Excerpt:
2. The petitioner has challenged an order, gist of which was communicated to the petitioner under communication dated 12/15.10.2012. The respondent No.2 – Assistant Sales Tax Commissioner under the purported exercise of powers under section 67(6) of the Gujarat Value Added Tax Act, 2003 (“VAT Act” for short), detained the goods belonging to the petitioner lying in the godown situated at Unja. The Assistant Commissioner styled his order as “stop delivery” order. Brief facts may be noted at this stage.
3. The petitioner is the proprietary concern and is engaged in the business of trading in various commodities like jeera etc. For such purpose, the petitioner is a registered dealer under the provisions of the VAT Act and files its regular returns under the said Act. The petitioner trades in such commodities through the commodities exchange. The goods are warehoused at notified warehouses and upon sale of the goods, only the ownership changes hands, whereas the goods continue to lie at the same place.
4. The petitioner purchased the goods in question, mainly jeera, which is lying at godown in Unja.
5. The respondent No.2 under the impugned communication dated 12/15.10.2012, conveyed to the petitioner that such goods are under “stop delivery” order. It was not possible to lift such prohibitory order due to the reason that the petitioner had made certain purchases in the past from one M/s Surya Vinayak Industries Ltd., whose registration under the VAT Act was cancelled with effect from 1st January, 2011. The petitioner had made purchases from said M/s Surya Vinayak Industries Ltd. and upon such purchases, had claimed credit to the tune of Rs.18,66,689/- for such purchases made after 1st January, 2011. Since the registration of M/s Surya Vinayak Industries Ltd. was cancelled with effect from 1st January, 2011, according to the respondent No.2, the petitioner was not entitled to take any such credit on the purchases made after that date. The impugned communication further recorded that the petitioner was instructed to pay such amount by depositing the same with the Department. He had, however, failed to do so.
6. Since in the impugned communication dated 12/15.10.2012, the exact date of the order of cancellation of registration of M/s Surya Vinayak Industries Ltd. is not forthcoming, nor the exact date thereof has been provided by the respondents in the affidavit in-reply dated 3rd November, 2012, we have gathered from learned Assistant Government Pleader who on the basis of the order in question available from the file, could point out that such cancellation was ordered on 6th March, 2012.

Listed entries:
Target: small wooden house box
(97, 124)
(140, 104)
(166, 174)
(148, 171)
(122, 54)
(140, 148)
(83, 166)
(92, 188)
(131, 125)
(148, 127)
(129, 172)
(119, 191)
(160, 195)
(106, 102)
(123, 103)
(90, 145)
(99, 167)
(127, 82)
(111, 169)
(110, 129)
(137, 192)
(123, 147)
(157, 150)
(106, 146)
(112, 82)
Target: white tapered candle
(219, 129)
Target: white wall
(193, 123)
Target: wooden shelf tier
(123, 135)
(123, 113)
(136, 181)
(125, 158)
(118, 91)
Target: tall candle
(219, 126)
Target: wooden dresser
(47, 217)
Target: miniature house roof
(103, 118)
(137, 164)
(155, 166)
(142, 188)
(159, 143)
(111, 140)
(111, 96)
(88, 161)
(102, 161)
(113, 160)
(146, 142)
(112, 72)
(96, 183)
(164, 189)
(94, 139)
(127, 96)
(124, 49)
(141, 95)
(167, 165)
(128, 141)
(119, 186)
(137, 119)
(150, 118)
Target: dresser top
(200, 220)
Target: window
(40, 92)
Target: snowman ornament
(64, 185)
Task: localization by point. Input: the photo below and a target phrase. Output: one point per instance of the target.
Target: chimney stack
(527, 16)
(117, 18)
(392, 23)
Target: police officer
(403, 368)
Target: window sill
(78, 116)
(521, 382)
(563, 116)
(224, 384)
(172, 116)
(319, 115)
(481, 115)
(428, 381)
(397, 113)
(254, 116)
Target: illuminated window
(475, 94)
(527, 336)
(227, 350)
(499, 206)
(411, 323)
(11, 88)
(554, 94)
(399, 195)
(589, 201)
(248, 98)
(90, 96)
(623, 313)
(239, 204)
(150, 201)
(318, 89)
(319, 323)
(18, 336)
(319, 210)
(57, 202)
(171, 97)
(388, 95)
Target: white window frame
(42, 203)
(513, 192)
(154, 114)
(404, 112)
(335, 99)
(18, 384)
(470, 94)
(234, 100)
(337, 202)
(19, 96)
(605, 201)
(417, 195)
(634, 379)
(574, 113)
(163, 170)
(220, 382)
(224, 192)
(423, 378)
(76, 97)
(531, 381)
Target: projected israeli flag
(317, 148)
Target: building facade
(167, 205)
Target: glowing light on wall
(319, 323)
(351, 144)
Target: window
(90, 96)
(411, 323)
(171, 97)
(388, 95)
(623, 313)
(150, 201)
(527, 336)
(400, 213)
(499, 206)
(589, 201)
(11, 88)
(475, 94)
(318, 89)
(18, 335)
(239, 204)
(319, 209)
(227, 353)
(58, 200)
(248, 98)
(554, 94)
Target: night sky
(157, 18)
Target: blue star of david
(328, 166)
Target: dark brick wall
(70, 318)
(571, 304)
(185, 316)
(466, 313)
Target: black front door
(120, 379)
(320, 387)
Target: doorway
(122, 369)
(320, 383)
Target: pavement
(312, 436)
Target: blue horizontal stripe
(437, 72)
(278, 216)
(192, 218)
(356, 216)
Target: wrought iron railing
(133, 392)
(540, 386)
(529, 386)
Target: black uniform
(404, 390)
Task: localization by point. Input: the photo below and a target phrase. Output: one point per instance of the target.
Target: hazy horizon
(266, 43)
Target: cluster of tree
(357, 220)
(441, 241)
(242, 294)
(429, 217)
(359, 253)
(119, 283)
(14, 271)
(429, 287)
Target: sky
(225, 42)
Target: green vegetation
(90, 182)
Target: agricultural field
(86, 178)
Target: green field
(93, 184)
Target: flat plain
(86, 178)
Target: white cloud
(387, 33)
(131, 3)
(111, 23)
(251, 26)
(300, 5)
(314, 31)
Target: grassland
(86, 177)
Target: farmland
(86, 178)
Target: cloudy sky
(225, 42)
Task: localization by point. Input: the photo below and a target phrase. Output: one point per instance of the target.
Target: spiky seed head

Exercise tasks:
• 1. In the judgment excerpt, under which provision did respondent No.2 claim the power to detain the petitioner's goods?
• 2. According to the judgment excerpt, why did respondent No.2 consider the petitioner not entitled to the credit of Rs.18,66,689/-? Answer in one to three sentences.
• 3. Using the judgment excerpt, state whether each statement agrees with it. Answer yes or no and quote the words that decide it.
(a) The jeera in question is stored at a godown in Unja.
(b) When the petitioner's goods are sold through the commodities exchange, they are moved to the buyer's premises.
(c) The petitioner deposited the amount with the Department as instructed.
The rows have nothing to do with the judgment excerpt.

Results for each task:
• 1. Section 67(6) of the Gujarat Value Added Tax Act, 2003.

• 2. The registration of M/s Surya Vinayak Industries Ltd. under the VAT Act was cancelled with effect from 1st January, 2011. The credit was claimed on purchases made from that firm after that date, so respondent No.2 held that the petitioner could not take it.

• 3.
(a) Yes: "mainly jeera, which is lying at godown in Unja."
(b) No: "only the ownership changes hands, whereas the goods continue to lie at the same place."
(c) No: "He had, however, failed to do so."